* _EXERCISE_
An exact transcription is needed, starting at the line containing "Note to the class: find each instance of the man's leg" and running through the last line of the records, with every picture left out.

* _ENTRIES SHOWN_
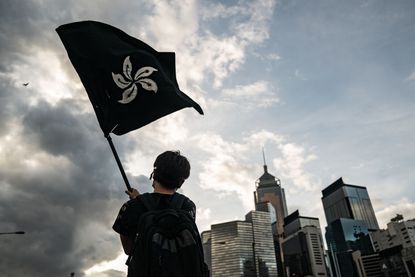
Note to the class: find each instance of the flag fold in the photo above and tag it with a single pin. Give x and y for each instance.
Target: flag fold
(128, 82)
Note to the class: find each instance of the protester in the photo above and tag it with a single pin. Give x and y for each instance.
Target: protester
(140, 224)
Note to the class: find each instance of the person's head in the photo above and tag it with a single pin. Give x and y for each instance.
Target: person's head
(171, 169)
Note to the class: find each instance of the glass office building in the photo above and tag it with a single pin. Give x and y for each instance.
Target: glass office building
(243, 248)
(342, 200)
(343, 237)
(303, 246)
(268, 189)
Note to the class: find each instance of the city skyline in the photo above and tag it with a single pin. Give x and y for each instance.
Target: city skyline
(326, 87)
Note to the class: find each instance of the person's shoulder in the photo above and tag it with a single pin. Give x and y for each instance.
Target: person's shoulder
(188, 203)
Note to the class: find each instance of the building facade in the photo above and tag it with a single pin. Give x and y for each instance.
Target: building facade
(396, 247)
(342, 200)
(350, 218)
(242, 248)
(303, 246)
(268, 189)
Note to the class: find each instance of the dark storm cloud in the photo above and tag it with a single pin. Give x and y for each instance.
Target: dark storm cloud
(55, 202)
(67, 201)
(66, 204)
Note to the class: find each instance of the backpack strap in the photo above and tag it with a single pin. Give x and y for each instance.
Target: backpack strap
(177, 201)
(148, 201)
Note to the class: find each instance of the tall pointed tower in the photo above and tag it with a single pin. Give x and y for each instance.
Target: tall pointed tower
(268, 189)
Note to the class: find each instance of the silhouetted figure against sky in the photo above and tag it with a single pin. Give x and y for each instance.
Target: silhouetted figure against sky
(158, 229)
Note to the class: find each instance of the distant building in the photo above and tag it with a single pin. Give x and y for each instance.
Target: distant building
(397, 233)
(303, 246)
(206, 237)
(242, 248)
(367, 265)
(396, 247)
(268, 189)
(350, 219)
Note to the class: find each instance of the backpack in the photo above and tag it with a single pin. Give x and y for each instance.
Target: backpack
(167, 243)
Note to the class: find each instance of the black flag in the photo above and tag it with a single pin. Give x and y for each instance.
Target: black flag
(129, 83)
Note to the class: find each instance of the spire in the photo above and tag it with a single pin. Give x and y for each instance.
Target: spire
(265, 163)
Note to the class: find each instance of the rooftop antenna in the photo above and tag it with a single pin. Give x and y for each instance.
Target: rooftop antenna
(265, 163)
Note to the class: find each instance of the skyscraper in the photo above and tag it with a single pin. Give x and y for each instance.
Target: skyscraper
(350, 218)
(342, 200)
(268, 189)
(303, 246)
(242, 248)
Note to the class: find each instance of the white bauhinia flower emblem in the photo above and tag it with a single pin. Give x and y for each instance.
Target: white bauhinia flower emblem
(129, 83)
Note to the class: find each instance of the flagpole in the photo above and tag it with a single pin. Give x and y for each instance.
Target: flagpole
(127, 184)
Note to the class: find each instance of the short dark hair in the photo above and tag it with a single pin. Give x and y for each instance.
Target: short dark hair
(171, 169)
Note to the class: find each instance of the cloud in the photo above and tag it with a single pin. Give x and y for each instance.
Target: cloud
(291, 166)
(411, 77)
(230, 170)
(404, 206)
(258, 94)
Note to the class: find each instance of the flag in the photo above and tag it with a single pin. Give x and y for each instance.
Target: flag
(128, 82)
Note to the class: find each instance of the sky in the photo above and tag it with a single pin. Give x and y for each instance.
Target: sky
(327, 88)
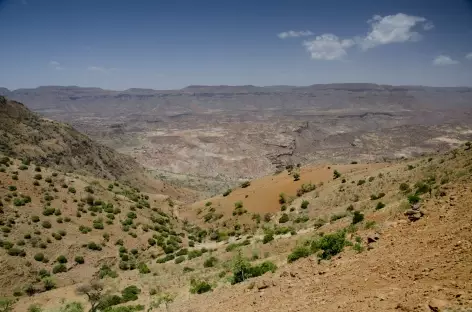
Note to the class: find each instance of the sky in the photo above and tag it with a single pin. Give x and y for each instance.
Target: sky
(170, 44)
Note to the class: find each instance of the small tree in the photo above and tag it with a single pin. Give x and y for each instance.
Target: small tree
(6, 305)
(94, 293)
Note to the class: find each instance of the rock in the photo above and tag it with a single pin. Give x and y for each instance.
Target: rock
(263, 284)
(414, 215)
(372, 239)
(437, 305)
(284, 274)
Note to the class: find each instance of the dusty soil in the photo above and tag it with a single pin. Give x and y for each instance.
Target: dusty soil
(411, 266)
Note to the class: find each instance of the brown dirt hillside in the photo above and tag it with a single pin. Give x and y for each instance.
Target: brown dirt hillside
(26, 135)
(399, 256)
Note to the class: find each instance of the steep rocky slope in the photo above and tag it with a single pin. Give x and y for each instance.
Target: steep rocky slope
(28, 136)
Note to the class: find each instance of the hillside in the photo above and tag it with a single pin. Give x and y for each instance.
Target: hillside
(45, 142)
(208, 138)
(374, 237)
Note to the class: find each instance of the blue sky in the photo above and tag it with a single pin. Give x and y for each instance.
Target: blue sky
(116, 44)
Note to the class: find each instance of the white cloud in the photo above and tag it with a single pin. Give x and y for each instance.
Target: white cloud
(101, 69)
(295, 34)
(96, 68)
(56, 65)
(328, 47)
(443, 60)
(394, 29)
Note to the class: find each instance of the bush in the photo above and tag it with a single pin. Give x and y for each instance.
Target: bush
(242, 270)
(357, 217)
(268, 237)
(404, 187)
(44, 273)
(61, 259)
(143, 268)
(59, 268)
(194, 254)
(166, 258)
(179, 259)
(79, 260)
(39, 257)
(210, 262)
(330, 244)
(199, 287)
(23, 167)
(379, 206)
(105, 271)
(336, 174)
(94, 246)
(48, 211)
(245, 184)
(284, 218)
(304, 204)
(413, 199)
(297, 253)
(130, 293)
(48, 284)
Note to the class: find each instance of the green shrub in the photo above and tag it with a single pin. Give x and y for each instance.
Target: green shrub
(59, 268)
(199, 287)
(358, 247)
(268, 237)
(297, 253)
(329, 244)
(242, 270)
(48, 284)
(404, 187)
(182, 252)
(336, 174)
(166, 258)
(413, 199)
(143, 268)
(304, 204)
(61, 259)
(179, 259)
(48, 211)
(130, 293)
(301, 219)
(194, 254)
(379, 206)
(284, 218)
(79, 260)
(39, 257)
(94, 246)
(210, 262)
(357, 217)
(245, 184)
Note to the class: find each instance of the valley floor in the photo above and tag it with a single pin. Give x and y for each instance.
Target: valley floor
(420, 266)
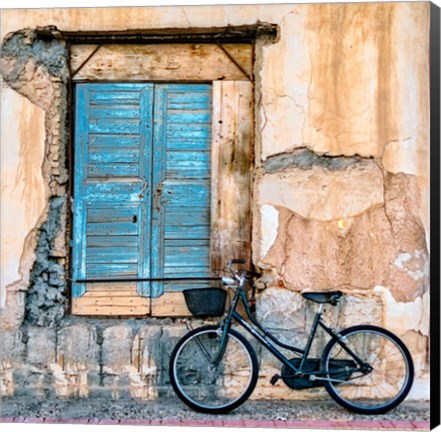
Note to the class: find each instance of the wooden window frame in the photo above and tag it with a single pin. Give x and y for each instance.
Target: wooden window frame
(232, 165)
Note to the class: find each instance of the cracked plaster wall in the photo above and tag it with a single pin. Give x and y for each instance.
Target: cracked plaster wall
(341, 180)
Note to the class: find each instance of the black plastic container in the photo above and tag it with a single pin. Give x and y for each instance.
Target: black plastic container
(203, 302)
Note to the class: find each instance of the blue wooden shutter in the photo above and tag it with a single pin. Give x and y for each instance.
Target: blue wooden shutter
(181, 185)
(112, 213)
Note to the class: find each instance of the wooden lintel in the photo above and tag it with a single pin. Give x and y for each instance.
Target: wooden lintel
(230, 34)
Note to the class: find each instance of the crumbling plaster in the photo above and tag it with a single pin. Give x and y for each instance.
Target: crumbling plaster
(341, 143)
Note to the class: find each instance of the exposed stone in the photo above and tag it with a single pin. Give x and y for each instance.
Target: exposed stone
(306, 159)
(117, 348)
(78, 343)
(359, 252)
(12, 348)
(28, 64)
(46, 298)
(41, 346)
(314, 191)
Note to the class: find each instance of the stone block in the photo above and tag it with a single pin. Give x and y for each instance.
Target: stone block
(12, 347)
(279, 308)
(41, 346)
(170, 337)
(117, 348)
(366, 309)
(77, 343)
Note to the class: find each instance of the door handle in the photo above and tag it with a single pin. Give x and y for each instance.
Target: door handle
(144, 187)
(157, 195)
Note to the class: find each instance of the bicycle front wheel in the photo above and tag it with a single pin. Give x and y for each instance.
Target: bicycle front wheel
(209, 386)
(381, 384)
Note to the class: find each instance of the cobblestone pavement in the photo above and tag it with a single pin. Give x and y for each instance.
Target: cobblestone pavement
(170, 411)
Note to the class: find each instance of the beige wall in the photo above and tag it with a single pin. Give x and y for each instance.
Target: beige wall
(344, 80)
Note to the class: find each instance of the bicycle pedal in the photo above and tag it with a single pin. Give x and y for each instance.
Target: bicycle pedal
(274, 379)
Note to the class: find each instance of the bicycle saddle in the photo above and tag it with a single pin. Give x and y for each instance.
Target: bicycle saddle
(323, 297)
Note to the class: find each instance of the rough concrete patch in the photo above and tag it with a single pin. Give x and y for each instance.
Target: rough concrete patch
(35, 64)
(306, 159)
(46, 298)
(19, 47)
(324, 255)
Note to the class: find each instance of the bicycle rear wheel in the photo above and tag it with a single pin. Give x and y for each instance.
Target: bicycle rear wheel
(373, 390)
(207, 387)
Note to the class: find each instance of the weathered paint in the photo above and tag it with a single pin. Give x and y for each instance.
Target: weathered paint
(141, 183)
(347, 80)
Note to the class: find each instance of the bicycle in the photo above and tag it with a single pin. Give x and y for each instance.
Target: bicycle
(214, 368)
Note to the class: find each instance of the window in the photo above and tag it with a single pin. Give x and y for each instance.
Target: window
(161, 181)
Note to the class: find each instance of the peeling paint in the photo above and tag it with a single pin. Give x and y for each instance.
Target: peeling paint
(270, 223)
(400, 317)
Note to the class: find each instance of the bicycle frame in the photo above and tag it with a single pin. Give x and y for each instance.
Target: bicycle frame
(266, 338)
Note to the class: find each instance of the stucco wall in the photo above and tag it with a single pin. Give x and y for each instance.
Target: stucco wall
(342, 154)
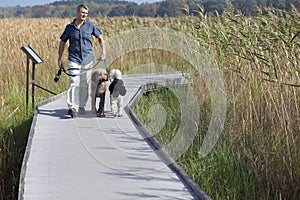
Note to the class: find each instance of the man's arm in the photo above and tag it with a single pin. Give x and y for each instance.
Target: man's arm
(61, 49)
(102, 44)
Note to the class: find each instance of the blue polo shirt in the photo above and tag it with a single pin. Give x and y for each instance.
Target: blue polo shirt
(80, 41)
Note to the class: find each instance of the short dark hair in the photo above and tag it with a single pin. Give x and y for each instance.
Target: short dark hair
(82, 6)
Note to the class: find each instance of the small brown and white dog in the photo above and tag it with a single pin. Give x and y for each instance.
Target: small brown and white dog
(117, 92)
(98, 90)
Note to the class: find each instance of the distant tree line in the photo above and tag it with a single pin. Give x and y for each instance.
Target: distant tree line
(171, 8)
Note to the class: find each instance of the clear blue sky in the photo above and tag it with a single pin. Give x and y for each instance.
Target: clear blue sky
(6, 3)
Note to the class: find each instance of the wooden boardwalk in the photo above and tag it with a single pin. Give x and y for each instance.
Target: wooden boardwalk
(100, 158)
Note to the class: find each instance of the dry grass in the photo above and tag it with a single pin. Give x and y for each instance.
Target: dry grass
(260, 60)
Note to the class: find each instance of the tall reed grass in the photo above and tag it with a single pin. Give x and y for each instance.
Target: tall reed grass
(258, 154)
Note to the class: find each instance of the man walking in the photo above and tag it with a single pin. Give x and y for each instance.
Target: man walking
(80, 57)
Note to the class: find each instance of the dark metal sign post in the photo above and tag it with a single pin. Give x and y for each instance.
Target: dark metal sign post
(36, 59)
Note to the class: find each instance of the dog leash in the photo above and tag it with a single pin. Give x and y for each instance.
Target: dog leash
(67, 72)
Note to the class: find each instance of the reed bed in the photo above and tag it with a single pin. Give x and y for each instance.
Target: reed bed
(257, 156)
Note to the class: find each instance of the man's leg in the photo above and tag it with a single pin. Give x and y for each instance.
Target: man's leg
(84, 86)
(73, 89)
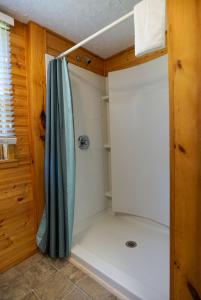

* _ANSWER TO THIS PROBLEM_
Note to the class: find each instance of the man's leg in the photo above and tag it with a single pin. Give x and y for each instance.
Target: man's leg
(84, 86)
(73, 89)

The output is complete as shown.